___ Supplied material ___
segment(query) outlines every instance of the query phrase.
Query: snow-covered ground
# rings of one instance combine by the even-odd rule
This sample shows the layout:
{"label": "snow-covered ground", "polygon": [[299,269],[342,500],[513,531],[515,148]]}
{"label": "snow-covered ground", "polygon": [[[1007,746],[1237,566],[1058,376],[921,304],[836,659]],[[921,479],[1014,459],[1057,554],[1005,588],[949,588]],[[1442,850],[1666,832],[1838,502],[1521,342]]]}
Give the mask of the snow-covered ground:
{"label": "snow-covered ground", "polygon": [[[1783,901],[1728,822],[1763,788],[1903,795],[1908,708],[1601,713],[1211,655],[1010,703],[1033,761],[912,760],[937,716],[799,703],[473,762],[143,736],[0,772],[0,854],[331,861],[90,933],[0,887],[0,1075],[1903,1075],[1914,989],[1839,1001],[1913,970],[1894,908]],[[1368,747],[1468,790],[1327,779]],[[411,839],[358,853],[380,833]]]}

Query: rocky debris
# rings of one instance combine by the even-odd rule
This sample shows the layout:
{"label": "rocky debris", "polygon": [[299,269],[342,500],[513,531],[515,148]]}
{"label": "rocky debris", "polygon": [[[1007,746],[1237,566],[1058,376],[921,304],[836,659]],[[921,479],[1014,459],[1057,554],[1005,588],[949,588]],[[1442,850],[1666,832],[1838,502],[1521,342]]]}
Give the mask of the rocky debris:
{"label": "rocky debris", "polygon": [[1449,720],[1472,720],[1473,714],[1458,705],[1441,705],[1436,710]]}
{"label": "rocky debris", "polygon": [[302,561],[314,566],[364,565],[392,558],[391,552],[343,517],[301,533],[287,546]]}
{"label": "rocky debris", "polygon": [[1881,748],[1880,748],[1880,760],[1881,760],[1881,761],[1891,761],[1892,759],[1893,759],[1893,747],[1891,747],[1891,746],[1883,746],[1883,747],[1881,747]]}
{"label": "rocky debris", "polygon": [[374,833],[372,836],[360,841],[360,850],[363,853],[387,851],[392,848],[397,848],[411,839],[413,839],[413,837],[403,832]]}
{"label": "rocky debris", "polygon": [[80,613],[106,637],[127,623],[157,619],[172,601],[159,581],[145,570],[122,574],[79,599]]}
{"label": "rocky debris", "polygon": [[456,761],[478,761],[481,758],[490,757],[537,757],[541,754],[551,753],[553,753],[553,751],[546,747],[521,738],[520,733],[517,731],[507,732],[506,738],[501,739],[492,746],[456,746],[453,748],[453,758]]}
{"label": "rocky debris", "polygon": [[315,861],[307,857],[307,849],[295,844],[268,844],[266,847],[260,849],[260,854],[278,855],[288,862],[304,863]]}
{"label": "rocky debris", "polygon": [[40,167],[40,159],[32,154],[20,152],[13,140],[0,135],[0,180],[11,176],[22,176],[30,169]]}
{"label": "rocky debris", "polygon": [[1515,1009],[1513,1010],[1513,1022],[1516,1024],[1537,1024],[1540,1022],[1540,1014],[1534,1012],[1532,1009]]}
___
| Exercise details |
Nothing should be dropped. Retype each line above as it is.

| Your response |
segment(query) outlines every instance of the query phrase.
Query: snow-covered ground
# rings of one instance combine by the even-odd rule
This sample shows the layout:
{"label": "snow-covered ground", "polygon": [[299,269],[342,500],[513,531],[515,148]]}
{"label": "snow-covered ground", "polygon": [[[1007,746],[1237,566],[1058,376],[921,304],[836,659]],[[921,479],[1014,459],[1057,554],[1005,588],[949,588]],[[1442,850],[1666,832],[1838,502],[1521,342]]]}
Give the mask of the snow-covered ground:
{"label": "snow-covered ground", "polygon": [[[1783,901],[1728,822],[1763,788],[1903,795],[1908,708],[1601,713],[1211,655],[1010,703],[1033,761],[912,760],[937,716],[799,703],[473,762],[143,736],[0,772],[0,854],[331,861],[90,933],[0,887],[0,1075],[1903,1075],[1914,989],[1839,1001],[1913,970],[1894,908]],[[1368,747],[1468,790],[1327,779]],[[411,839],[358,853],[380,833]]]}

Query: rocky debris
# rings of one instance combine by the even-odd rule
This sample shows the layout:
{"label": "rocky debris", "polygon": [[299,269],[342,500],[513,531],[515,148]]}
{"label": "rocky debris", "polygon": [[[1007,746],[1237,566],[1058,376],[921,304],[836,659]],[[921,479],[1014,459],[1057,554],[1005,588],[949,588]],[[1442,850],[1666,832],[1838,502],[1521,342]]]}
Give the mask of the rocky debris:
{"label": "rocky debris", "polygon": [[1449,720],[1472,720],[1473,714],[1458,705],[1441,705],[1436,710]]}
{"label": "rocky debris", "polygon": [[302,561],[314,566],[364,565],[392,558],[391,552],[343,517],[301,533],[287,546]]}
{"label": "rocky debris", "polygon": [[1881,748],[1880,748],[1880,760],[1881,760],[1881,761],[1891,761],[1892,759],[1893,759],[1893,747],[1891,747],[1891,746],[1883,746],[1883,747],[1881,747]]}
{"label": "rocky debris", "polygon": [[374,833],[372,836],[360,841],[360,850],[363,853],[387,851],[392,848],[397,848],[411,839],[413,839],[413,837],[403,832]]}
{"label": "rocky debris", "polygon": [[80,613],[106,637],[127,623],[157,619],[172,601],[159,581],[145,570],[122,574],[79,599]]}
{"label": "rocky debris", "polygon": [[456,761],[478,761],[481,758],[490,757],[537,757],[541,754],[551,753],[553,753],[553,751],[546,747],[521,738],[520,733],[517,731],[507,732],[506,738],[501,739],[492,746],[456,746],[453,748],[453,758]]}
{"label": "rocky debris", "polygon": [[315,861],[307,857],[307,849],[295,844],[268,844],[266,847],[260,849],[260,854],[278,855],[288,862],[304,863]]}
{"label": "rocky debris", "polygon": [[40,167],[40,159],[32,154],[20,152],[13,140],[0,135],[0,180],[11,176],[22,176],[30,169]]}
{"label": "rocky debris", "polygon": [[1515,1009],[1513,1010],[1513,1022],[1516,1024],[1537,1024],[1540,1022],[1540,1014],[1534,1012],[1532,1009]]}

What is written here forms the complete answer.